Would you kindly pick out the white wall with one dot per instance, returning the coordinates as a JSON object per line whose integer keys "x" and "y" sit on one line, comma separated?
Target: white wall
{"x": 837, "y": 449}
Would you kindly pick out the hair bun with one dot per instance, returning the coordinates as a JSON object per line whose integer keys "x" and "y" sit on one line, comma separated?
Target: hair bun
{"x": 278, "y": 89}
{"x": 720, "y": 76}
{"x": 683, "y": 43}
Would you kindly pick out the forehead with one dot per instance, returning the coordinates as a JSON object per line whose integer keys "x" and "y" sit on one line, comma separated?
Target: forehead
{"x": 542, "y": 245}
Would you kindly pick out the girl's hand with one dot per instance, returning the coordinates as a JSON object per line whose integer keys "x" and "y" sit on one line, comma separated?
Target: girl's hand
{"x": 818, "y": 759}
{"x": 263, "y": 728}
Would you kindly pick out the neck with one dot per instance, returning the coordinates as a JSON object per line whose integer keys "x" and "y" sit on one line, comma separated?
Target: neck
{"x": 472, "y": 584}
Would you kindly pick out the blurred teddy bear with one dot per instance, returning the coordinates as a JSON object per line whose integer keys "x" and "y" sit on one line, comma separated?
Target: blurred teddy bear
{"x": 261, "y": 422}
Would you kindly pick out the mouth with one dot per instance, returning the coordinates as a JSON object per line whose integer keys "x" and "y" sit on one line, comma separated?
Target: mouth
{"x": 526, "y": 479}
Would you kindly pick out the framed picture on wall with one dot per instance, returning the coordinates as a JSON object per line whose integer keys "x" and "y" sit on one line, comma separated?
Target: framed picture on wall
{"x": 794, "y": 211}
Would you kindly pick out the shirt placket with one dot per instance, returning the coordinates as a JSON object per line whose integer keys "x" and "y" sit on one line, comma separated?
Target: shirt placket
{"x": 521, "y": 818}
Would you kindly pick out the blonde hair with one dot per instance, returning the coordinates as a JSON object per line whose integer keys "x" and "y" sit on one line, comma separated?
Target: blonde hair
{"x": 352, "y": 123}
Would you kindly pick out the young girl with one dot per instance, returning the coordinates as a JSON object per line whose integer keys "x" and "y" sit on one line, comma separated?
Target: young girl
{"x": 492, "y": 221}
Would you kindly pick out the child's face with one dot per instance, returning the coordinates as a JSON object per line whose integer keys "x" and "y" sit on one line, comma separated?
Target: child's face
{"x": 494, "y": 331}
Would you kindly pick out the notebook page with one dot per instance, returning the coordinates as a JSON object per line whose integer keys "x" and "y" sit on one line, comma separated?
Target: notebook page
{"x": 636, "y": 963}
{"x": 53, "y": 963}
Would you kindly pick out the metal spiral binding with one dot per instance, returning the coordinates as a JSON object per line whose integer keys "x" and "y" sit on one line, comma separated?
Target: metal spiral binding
....
> EXERCISE INSTRUCTIONS:
Reproduce all the records above with "Target" renamed to "Object" everywhere it appears, leaving every other character untouched.

> TASK RESPONSE:
Would you kindly pick out the white wall with one dot per instance, returning the coordinates as a JSON object per line whose integer keys "x" and "y" sit on one line, comma separated?
Object: white wall
{"x": 837, "y": 449}
Would you kindly pick out the hair bun with one dot per instance, returning the coordinates as a JSON object per line whose integer keys "x" and "y" sit on one line, comma separated?
Object: hair bun
{"x": 278, "y": 89}
{"x": 720, "y": 76}
{"x": 683, "y": 43}
Would you kindly pick out the forehead with one dot per instance, returning the coordinates as a JSON object per line whose integer keys "x" and "y" sit on one line, comma separated?
Object: forehead
{"x": 542, "y": 245}
Would you kindly pick out the girl's hand with one dot per instance, returning the coordinates as a JSON object per line whose integer keys "x" and "y" sit on one line, comma separated?
Object: girl's hand
{"x": 818, "y": 759}
{"x": 263, "y": 728}
Would you kindly pick out the neck with one dot per instance, returning the coordinates as a JSON object per line whose integer keys "x" and "y" sit on one line, comma separated?
Object: neck
{"x": 472, "y": 584}
Would you kindly pick out the blurred teddy bear with one dot per instance, returning the coordinates as a JSON object per line whose integer keys "x" and "y" sit on one line, comma separated?
Object: blurred teddy bear
{"x": 261, "y": 422}
Would you kindly pick out the mouth with one dot per instance, returning the coordinates as a JSON object per line whose integer keys "x" and "y" sit on one line, comma separated?
Object: mouth
{"x": 526, "y": 479}
Would you kindly pick out the framed picture on wall with one dot per instance, returning the coordinates as a JSON object per line whose integer keys "x" and "y" sit on one line, comma separated?
Object: framed picture on wall
{"x": 794, "y": 211}
Would you kindly pick out the shirt placket with one dot per instance, returning the coordinates as a JSON object per line whose integer keys "x" and "y" sit on one line, comma separated?
Object: shirt placket
{"x": 521, "y": 818}
Would you kindly pick out the blonde hair with one dot per instance, returning the coordinates as a JSON object per line whose integer keys "x" and "y" sit on one line, comma separated?
Object: blonde hair
{"x": 352, "y": 123}
Would you kindly pick out the young girl with one dot per instance, returning the coordinates as a JSON object per line whose integer keys "x" and "y" sit on one line, comma separated?
Object: young girl
{"x": 492, "y": 221}
Would you kindly pick out the child's face with one dot per instance, returning the coordinates as a JSON object per line whose integer keys "x" and "y" sit on one line, comma separated?
Object: child's face
{"x": 494, "y": 331}
Would you kindly pick out the notebook page with one dot per instance, returning the coordinates as a JSON object per line whose integer keys "x" and "y" sit on one line, comma separated?
Object: notebook page
{"x": 636, "y": 963}
{"x": 53, "y": 963}
Would you kindly pick out the metal spiral binding with one dot per instance, returning the coordinates as a JSON object per line whose integer keys "x" and "y" sit on one line, comma separated?
Object: metal spiral binding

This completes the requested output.